Your instructions:
Report how many lines in the records below contain the word "white". Nothing else belongs in the answer.

#### Records for this exercise

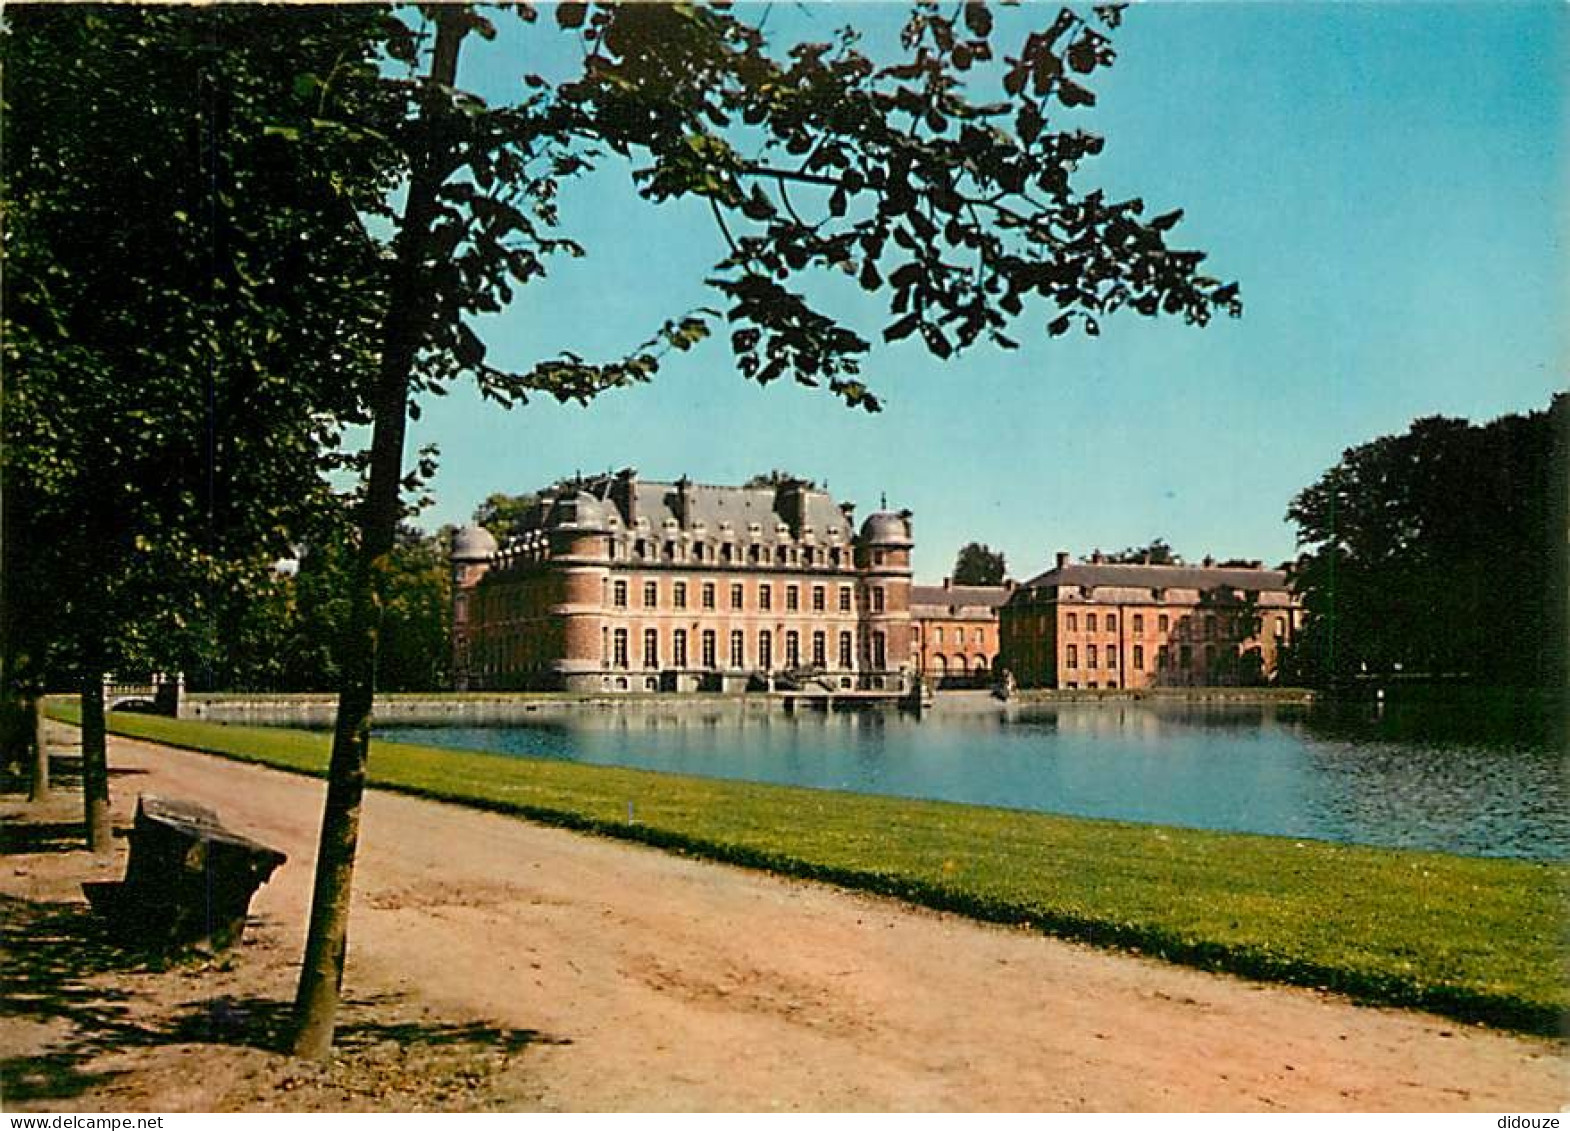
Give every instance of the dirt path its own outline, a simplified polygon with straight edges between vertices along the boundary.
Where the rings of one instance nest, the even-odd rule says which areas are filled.
[[[72,1110],[1543,1111],[1570,1100],[1547,1041],[388,794],[366,811],[347,1053],[301,1066],[248,1046],[286,1012],[320,783],[121,740],[111,762],[130,771],[115,780],[122,819],[138,792],[201,800],[290,861],[226,963],[154,974],[106,962],[84,975],[78,939],[57,947],[59,969],[24,964],[11,986],[23,1006],[0,1025],[13,1108],[58,1110],[62,1095]],[[93,869],[50,847],[14,844],[0,894],[45,901],[75,924],[55,932],[69,943],[85,929],[63,906],[76,883],[121,865]],[[53,1013],[39,1004],[51,995]]]

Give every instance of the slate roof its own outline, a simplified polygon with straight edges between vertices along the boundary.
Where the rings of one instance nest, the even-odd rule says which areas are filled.
[[[912,585],[910,604],[948,610],[996,609],[1012,592],[1001,585]]]
[[[778,527],[783,523],[788,529],[787,538],[800,536],[797,525],[810,527],[814,537],[829,541],[832,531],[838,531],[841,544],[849,546],[854,537],[850,516],[827,492],[815,488],[800,491],[801,513],[798,516],[792,502],[795,492],[788,487],[728,487],[709,483],[685,484],[689,505],[686,521],[682,521],[680,493],[681,482],[665,483],[659,480],[630,479],[632,506],[627,504],[629,480],[618,476],[600,476],[590,480],[563,483],[553,492],[546,492],[540,515],[540,525],[551,525],[550,511],[555,500],[594,500],[605,515],[614,513],[623,529],[631,529],[642,519],[650,533],[665,529],[667,521],[674,521],[680,530],[692,530],[704,524],[707,537],[722,535],[722,524],[730,523],[730,532],[738,539],[757,541],[765,545],[779,540]],[[562,507],[561,513],[574,509]],[[577,509],[583,508],[581,502]],[[630,513],[629,513],[630,512]],[[748,528],[757,523],[761,528],[757,538],[749,538]]]
[[[1231,589],[1286,590],[1287,575],[1279,569],[1238,569],[1213,566],[1112,564],[1110,562],[1069,562],[1037,574],[1020,586],[1021,590],[1044,589],[1063,585],[1089,585],[1121,589]]]

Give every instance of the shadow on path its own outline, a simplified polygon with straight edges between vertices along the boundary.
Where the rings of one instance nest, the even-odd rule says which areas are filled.
[[[0,920],[0,1017],[69,1026],[67,1035],[37,1053],[0,1059],[0,1088],[8,1101],[81,1096],[121,1074],[95,1069],[93,1062],[128,1049],[195,1044],[287,1052],[290,1002],[220,996],[171,1010],[157,999],[163,987],[156,976],[194,962],[171,961],[116,942],[84,905],[0,896]],[[128,985],[142,977],[145,992]],[[400,1004],[385,996],[346,1000],[335,1054],[353,1058],[395,1046],[511,1055],[533,1044],[568,1043],[533,1029],[378,1019],[396,1017]]]

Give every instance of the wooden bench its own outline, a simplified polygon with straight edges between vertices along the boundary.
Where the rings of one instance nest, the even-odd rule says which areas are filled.
[[[223,826],[190,801],[143,796],[125,879],[82,885],[126,942],[222,950],[245,932],[251,896],[288,857]]]

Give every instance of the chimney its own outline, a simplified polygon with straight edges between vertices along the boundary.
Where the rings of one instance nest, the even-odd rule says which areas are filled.
[[[682,529],[692,525],[692,480],[685,475],[676,480],[676,521]]]
[[[624,467],[616,473],[616,482],[611,484],[611,500],[621,507],[628,528],[638,523],[638,469]]]
[[[1211,555],[1206,554],[1205,555],[1205,560],[1200,562],[1199,564],[1204,566],[1206,569],[1215,569],[1216,568],[1216,559],[1214,557],[1212,557]]]
[[[945,577],[943,579],[943,588],[945,588],[945,589],[952,589],[953,587],[954,587],[954,579],[952,577]]]
[[[1062,569],[1066,565],[1068,565],[1068,551],[1067,550],[1059,550],[1058,551],[1058,565],[1057,565],[1057,568],[1058,569]]]
[[[1090,555],[1090,564],[1091,565],[1100,565],[1102,562],[1104,562],[1106,560],[1107,560],[1106,558],[1101,556],[1101,551],[1100,550],[1095,550]]]

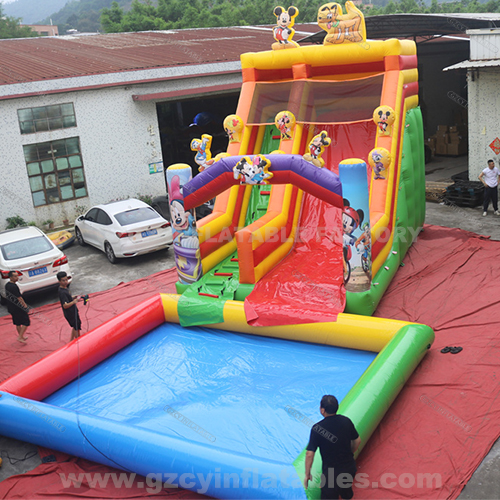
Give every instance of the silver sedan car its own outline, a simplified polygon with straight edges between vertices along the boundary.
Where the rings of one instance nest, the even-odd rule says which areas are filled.
[[[168,248],[173,241],[170,222],[134,198],[91,208],[75,221],[75,236],[80,245],[102,250],[112,264]]]

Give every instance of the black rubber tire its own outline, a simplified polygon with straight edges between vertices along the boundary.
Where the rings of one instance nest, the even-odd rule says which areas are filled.
[[[111,264],[116,264],[117,259],[115,257],[115,252],[113,252],[113,247],[107,241],[104,243],[104,252],[109,262],[111,262]]]
[[[366,259],[363,259],[361,257],[361,267],[363,268],[363,271],[367,273],[370,270],[370,266],[368,265],[368,261]]]
[[[344,285],[347,284],[347,282],[349,281],[349,278],[351,277],[351,263],[346,262],[346,264],[347,264],[347,273],[344,272]]]
[[[85,240],[83,239],[82,232],[77,227],[75,227],[75,237],[76,237],[76,241],[78,241],[78,244],[81,247],[84,247],[87,245],[87,243],[85,243]]]

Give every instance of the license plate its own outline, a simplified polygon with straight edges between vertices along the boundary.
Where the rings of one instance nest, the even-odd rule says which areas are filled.
[[[28,271],[28,276],[38,276],[39,274],[45,274],[47,272],[47,267],[39,267],[38,269],[32,269]]]
[[[153,236],[154,234],[158,234],[158,231],[156,229],[150,229],[149,231],[143,231],[142,237],[146,238],[146,236]]]

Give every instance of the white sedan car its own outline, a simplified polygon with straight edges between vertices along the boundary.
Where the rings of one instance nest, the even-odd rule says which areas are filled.
[[[57,273],[71,275],[68,258],[37,227],[17,227],[0,233],[0,295],[5,298],[9,271],[17,271],[21,293],[59,285]]]
[[[172,245],[170,222],[134,198],[91,208],[76,219],[75,236],[80,245],[88,243],[102,250],[112,264],[119,257],[135,257]]]

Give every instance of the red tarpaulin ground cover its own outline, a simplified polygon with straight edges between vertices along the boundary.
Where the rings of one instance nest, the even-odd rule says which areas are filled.
[[[398,271],[376,316],[428,324],[436,340],[363,450],[358,460],[358,473],[363,476],[355,483],[355,498],[456,498],[499,436],[499,253],[500,242],[438,226],[426,226],[410,249],[405,266]],[[165,281],[172,276],[175,281],[175,273],[165,273]],[[92,315],[90,319],[89,309],[91,327],[108,319],[107,314],[123,310],[116,301],[125,291],[135,297],[135,303],[146,298],[145,293],[156,293],[150,282],[139,280],[121,285],[125,287],[121,291],[102,292],[100,305],[93,306],[102,317]],[[115,299],[108,300],[113,294]],[[52,306],[45,307],[49,310]],[[108,307],[116,310],[110,312]],[[54,327],[50,335],[40,329],[46,352],[50,352],[51,338],[54,350],[69,334],[60,309],[54,318],[57,327],[63,326],[60,333]],[[2,347],[13,344],[10,336],[15,334],[11,329],[12,325],[2,318]],[[463,351],[442,354],[440,350],[445,346],[462,346]],[[14,346],[8,356],[2,349],[2,358],[21,357],[21,349],[24,347]],[[33,360],[26,363],[23,357],[19,369]],[[4,371],[2,367],[0,379],[5,377]],[[144,484],[138,485],[144,478],[136,478],[132,488],[116,488],[109,481],[106,488],[89,488],[84,482],[80,488],[64,489],[59,473],[74,472],[78,476],[87,471],[104,474],[112,469],[64,455],[59,459],[61,462],[42,464],[28,474],[4,480],[0,483],[0,498],[155,496],[146,491]],[[164,490],[158,495],[199,497],[182,490]]]
[[[409,250],[375,315],[427,324],[436,340],[363,450],[359,470],[379,484],[357,498],[456,498],[500,435],[499,254],[498,241],[439,226]]]
[[[176,293],[177,279],[177,271],[167,269],[91,294],[86,306],[78,303],[82,332],[85,334],[160,292]],[[0,318],[0,382],[69,342],[71,327],[64,319],[59,302],[34,309],[30,320],[28,343],[23,345],[16,340],[17,333],[10,315]]]

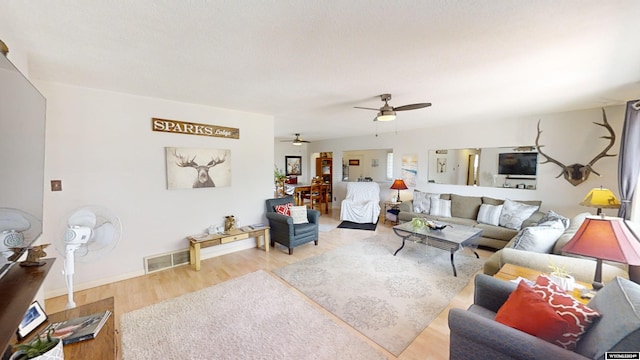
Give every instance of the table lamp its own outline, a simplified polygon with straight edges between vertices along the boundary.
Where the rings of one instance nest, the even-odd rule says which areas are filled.
[[[620,201],[613,195],[609,189],[603,189],[602,186],[589,191],[587,196],[580,203],[582,206],[589,206],[598,209],[597,215],[602,214],[602,209],[617,209],[620,207]]]
[[[396,179],[393,184],[391,184],[391,189],[393,190],[398,190],[398,197],[396,198],[396,201],[400,201],[400,190],[407,190],[407,184],[404,183],[404,180],[402,179]]]
[[[594,290],[603,286],[602,260],[640,265],[640,242],[622,218],[587,217],[562,251],[596,259]]]

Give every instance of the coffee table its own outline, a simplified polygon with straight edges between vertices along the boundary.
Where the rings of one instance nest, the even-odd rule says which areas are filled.
[[[482,229],[477,229],[471,226],[465,225],[453,225],[446,223],[439,223],[438,225],[447,225],[442,230],[431,230],[429,228],[414,228],[413,224],[406,222],[404,224],[396,225],[393,227],[393,232],[402,238],[402,246],[393,256],[404,248],[405,241],[414,238],[416,242],[425,244],[427,246],[435,247],[441,250],[446,250],[451,253],[451,267],[453,268],[453,276],[458,276],[456,271],[456,265],[453,262],[453,254],[460,250],[462,247],[472,248],[476,258],[480,258],[475,251],[477,244],[475,239],[482,235]]]

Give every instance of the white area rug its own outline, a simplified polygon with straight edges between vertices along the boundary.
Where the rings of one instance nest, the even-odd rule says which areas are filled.
[[[274,271],[392,354],[399,356],[451,302],[484,263],[470,251],[455,255],[376,235]],[[435,349],[434,349],[435,350]]]
[[[386,359],[264,271],[122,315],[140,359]]]

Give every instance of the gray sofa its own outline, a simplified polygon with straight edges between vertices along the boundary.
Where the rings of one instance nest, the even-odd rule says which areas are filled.
[[[541,272],[549,272],[549,265],[553,262],[558,266],[564,266],[566,270],[576,279],[586,283],[591,283],[595,274],[596,262],[590,258],[578,257],[562,253],[562,247],[571,240],[578,231],[580,225],[589,213],[582,213],[574,216],[569,221],[569,227],[556,240],[550,254],[537,253],[525,250],[514,249],[513,240],[503,249],[496,251],[484,263],[484,273],[494,275],[504,264],[514,264],[527,267]],[[629,273],[625,265],[622,264],[602,264],[602,281],[607,283],[616,276],[628,278]]]
[[[482,237],[478,239],[478,245],[493,249],[502,249],[518,233],[517,230],[502,226],[482,224],[476,221],[480,205],[501,205],[504,200],[486,196],[462,196],[456,194],[440,194],[440,199],[451,200],[451,217],[436,217],[425,213],[416,213],[413,211],[413,200],[407,200],[398,206],[398,210],[400,210],[398,213],[398,222],[408,222],[413,218],[422,217],[434,221],[477,227],[482,229]],[[542,203],[541,201],[515,201],[537,206],[540,206]],[[536,211],[529,219],[524,221],[522,227],[537,223],[543,215],[543,212]]]
[[[587,306],[601,316],[580,338],[575,351],[494,320],[515,287],[512,282],[476,276],[473,305],[449,311],[449,358],[604,359],[607,351],[638,352],[640,285],[618,277],[597,293]]]

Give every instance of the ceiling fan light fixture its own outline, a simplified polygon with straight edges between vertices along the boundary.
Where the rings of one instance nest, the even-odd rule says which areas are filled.
[[[298,141],[298,140],[293,140],[293,142],[291,143],[291,145],[295,145],[295,146],[301,146],[302,142]]]
[[[393,121],[396,119],[395,111],[380,111],[376,116],[377,121]]]

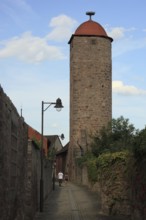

########

Output of the task:
2